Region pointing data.

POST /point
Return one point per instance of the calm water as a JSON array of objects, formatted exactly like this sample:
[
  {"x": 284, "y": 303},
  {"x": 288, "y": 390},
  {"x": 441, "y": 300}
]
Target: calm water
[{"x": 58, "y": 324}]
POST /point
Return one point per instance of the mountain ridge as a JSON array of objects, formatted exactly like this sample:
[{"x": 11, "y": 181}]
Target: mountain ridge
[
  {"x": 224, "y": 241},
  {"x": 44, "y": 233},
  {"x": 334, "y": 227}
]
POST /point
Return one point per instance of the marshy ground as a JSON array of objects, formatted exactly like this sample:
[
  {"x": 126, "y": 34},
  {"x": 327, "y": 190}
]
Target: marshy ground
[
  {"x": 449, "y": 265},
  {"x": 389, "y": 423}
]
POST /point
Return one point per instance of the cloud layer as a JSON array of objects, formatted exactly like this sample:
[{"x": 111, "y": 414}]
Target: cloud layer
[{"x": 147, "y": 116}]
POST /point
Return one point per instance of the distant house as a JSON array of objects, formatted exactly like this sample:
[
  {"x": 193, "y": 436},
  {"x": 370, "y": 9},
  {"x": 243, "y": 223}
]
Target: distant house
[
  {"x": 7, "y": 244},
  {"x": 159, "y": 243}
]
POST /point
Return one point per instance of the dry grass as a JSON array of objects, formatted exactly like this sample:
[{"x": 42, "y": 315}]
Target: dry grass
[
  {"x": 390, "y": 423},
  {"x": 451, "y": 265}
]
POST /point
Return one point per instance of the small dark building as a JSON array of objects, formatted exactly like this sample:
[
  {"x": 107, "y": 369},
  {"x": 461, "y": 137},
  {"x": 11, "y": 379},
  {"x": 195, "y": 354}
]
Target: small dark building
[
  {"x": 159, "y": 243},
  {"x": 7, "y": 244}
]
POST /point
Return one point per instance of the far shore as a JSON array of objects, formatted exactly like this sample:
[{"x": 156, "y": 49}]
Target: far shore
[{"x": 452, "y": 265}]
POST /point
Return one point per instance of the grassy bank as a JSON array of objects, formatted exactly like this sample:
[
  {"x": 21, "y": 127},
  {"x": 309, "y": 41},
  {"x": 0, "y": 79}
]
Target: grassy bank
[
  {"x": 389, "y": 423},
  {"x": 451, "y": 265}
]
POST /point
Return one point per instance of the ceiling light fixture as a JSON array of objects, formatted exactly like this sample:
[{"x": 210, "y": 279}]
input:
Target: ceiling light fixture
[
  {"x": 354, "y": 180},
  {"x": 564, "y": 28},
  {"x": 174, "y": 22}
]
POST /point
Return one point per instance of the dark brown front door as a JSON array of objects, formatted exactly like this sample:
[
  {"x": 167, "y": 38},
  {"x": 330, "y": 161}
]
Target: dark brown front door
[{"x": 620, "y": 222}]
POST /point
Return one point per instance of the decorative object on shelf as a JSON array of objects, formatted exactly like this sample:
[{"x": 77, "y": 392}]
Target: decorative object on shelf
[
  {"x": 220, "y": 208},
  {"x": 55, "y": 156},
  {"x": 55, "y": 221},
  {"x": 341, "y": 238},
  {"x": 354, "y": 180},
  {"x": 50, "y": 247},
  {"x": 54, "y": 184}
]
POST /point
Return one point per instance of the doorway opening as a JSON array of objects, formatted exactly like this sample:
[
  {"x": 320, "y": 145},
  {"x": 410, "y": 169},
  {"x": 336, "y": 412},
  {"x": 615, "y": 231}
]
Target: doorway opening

Try it. Every record above needs to be repeated word for word.

Answer to this problem.
POST /point
Return one point per instance of the calm water as a JSON array of objects, formatted exactly like this sample:
[
  {"x": 284, "y": 303},
  {"x": 288, "y": 390},
  {"x": 441, "y": 300}
]
Target: calm water
[{"x": 58, "y": 324}]
POST /point
Return one point per instance of the mountain ridge as a JSON array of objects, formatted exactly like this sample:
[{"x": 11, "y": 181}]
Target: mountain ridge
[
  {"x": 224, "y": 241},
  {"x": 44, "y": 233},
  {"x": 334, "y": 227}
]
POST /point
Return one point per instance of the marshy ground as a JSON array of objects, formatted exactly like this sample:
[
  {"x": 126, "y": 34},
  {"x": 327, "y": 190}
]
Target: marshy ground
[
  {"x": 449, "y": 265},
  {"x": 389, "y": 423}
]
POST /point
Return one point per instance of the cloud layer as a JSON array of objects, formatted exactly like this sample:
[{"x": 111, "y": 414}]
Target: cloud layer
[{"x": 147, "y": 116}]
POST /point
Return one point per instance of the distant house as a JSON array of objects, formatted exactly like this sample:
[
  {"x": 193, "y": 436},
  {"x": 370, "y": 9},
  {"x": 243, "y": 223}
]
Target: distant house
[
  {"x": 7, "y": 244},
  {"x": 159, "y": 243}
]
POST /point
Return one point per instance of the dry grass as a JSON array of objects, formatted exactly like this sample:
[{"x": 42, "y": 315}]
Target: dry grass
[
  {"x": 390, "y": 423},
  {"x": 451, "y": 265}
]
POST /point
Return one point per instance of the small dark building as a JSON array of objects, formatted exactly like this sample:
[
  {"x": 107, "y": 369},
  {"x": 461, "y": 137},
  {"x": 11, "y": 379},
  {"x": 195, "y": 354}
]
Target: small dark building
[
  {"x": 159, "y": 243},
  {"x": 7, "y": 244}
]
POST /point
Return one point per instance of the far shore as a JSON array of objects, formatted exactly like this sample:
[{"x": 156, "y": 49}]
Target: far shore
[{"x": 452, "y": 265}]
POST /point
Return one point per instance of the grassy bank as a JSON array of objects, formatted exactly like this sample:
[
  {"x": 21, "y": 127},
  {"x": 309, "y": 41},
  {"x": 0, "y": 79}
]
Target: grassy bank
[
  {"x": 389, "y": 423},
  {"x": 451, "y": 265}
]
POST /point
Return one point per instance of the ceiling light fixture as a JSON array of objects, formatted exactly like this sample:
[{"x": 210, "y": 279}]
input:
Target: ceiling light fixture
[
  {"x": 354, "y": 180},
  {"x": 564, "y": 28},
  {"x": 174, "y": 22}
]
POST /point
Return one point per instance of the dark brown front door as a JSON array of objects, formatted exactly like this sample:
[
  {"x": 167, "y": 38},
  {"x": 330, "y": 161}
]
Target: dark brown front door
[{"x": 620, "y": 222}]
POST /point
Return one point per instance of the decorative object on shelf as a JSON array of objects, formatted exactly like this sample:
[{"x": 77, "y": 392}]
Target: decorative object on shelf
[
  {"x": 220, "y": 208},
  {"x": 55, "y": 156},
  {"x": 55, "y": 221},
  {"x": 341, "y": 238},
  {"x": 354, "y": 180},
  {"x": 50, "y": 247},
  {"x": 54, "y": 184}
]
POST /point
Return one point per instance of the doorway opening as a JSON array of objects, formatted exactly like this sample:
[
  {"x": 320, "y": 145},
  {"x": 410, "y": 169},
  {"x": 336, "y": 412},
  {"x": 615, "y": 231}
]
Target: doorway opening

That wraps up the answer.